## THE EXERCISE
Type out the lines of the listing below without any change, starting at the line that contains "Task: set a pin on each instance of the oil" and ending at the line that contains "point(979, 614)", with both of those lines included.

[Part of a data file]
_ _ _ _ _

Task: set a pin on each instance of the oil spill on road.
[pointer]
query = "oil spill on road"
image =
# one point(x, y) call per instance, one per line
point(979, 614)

_ _ _ _ _

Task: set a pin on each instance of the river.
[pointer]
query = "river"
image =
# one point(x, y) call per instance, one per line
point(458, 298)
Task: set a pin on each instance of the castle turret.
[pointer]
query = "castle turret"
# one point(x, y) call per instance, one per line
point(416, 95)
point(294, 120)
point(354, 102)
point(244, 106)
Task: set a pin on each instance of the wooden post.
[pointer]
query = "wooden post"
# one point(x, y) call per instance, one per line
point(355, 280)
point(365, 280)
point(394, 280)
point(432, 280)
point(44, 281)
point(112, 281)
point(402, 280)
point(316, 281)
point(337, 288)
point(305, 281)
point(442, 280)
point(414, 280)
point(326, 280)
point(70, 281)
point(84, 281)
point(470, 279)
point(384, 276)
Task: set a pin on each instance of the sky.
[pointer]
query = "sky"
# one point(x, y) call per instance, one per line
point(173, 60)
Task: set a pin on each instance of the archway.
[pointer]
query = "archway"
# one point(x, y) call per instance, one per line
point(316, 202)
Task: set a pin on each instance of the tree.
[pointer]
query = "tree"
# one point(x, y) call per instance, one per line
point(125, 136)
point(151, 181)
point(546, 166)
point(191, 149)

_ _ _ _ _

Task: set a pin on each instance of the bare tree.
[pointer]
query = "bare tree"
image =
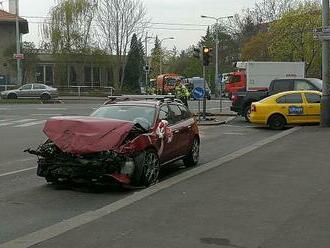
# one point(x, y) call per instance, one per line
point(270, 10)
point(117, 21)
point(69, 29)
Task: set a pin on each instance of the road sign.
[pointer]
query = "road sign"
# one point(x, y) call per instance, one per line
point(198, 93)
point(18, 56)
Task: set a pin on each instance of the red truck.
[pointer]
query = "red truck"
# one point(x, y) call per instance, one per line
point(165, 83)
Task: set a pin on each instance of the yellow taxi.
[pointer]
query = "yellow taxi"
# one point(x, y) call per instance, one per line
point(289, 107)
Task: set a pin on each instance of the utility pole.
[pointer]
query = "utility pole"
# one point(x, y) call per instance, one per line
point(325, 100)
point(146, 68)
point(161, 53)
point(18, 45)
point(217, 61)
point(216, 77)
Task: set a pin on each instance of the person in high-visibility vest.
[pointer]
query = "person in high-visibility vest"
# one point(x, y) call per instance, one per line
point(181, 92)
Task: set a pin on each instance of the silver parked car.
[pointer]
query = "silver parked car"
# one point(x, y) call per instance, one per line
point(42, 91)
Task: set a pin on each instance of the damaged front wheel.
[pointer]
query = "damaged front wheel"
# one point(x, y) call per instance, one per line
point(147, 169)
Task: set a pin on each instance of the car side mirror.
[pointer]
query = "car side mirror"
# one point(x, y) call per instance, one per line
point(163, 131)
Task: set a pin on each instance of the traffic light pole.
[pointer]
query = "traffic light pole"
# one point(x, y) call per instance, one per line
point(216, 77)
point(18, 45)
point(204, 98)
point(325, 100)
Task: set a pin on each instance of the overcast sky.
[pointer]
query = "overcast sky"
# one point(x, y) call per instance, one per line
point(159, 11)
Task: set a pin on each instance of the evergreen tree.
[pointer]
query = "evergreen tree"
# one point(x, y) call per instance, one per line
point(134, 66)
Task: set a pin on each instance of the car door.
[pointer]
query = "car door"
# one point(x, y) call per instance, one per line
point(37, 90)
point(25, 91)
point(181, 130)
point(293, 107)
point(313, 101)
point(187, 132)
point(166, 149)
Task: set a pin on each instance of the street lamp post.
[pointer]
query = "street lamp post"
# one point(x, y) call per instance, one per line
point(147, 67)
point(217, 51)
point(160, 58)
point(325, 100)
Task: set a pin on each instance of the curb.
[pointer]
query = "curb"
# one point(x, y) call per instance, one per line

_ _ _ _ _

## THE RESPONSE
Task: set a pin on each instance of the oil spill on road.
[pointer]
query = "oil spill on road"
image =
# one point(x, y) call per instance, one per line
point(979, 614)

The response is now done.